EXERCISE:
Return the data below without any changes, reproducing every line in its original order.

Excerpts from the point annotation data:
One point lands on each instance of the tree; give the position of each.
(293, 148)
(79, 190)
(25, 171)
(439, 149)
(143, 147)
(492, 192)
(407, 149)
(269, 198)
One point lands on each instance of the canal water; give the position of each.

SOLUTION:
One point lands on each instance of the tree; give the position of each.
(293, 148)
(79, 190)
(25, 171)
(439, 149)
(143, 147)
(492, 192)
(407, 149)
(269, 198)
One point lands on each instance of the canal water; give the position of each.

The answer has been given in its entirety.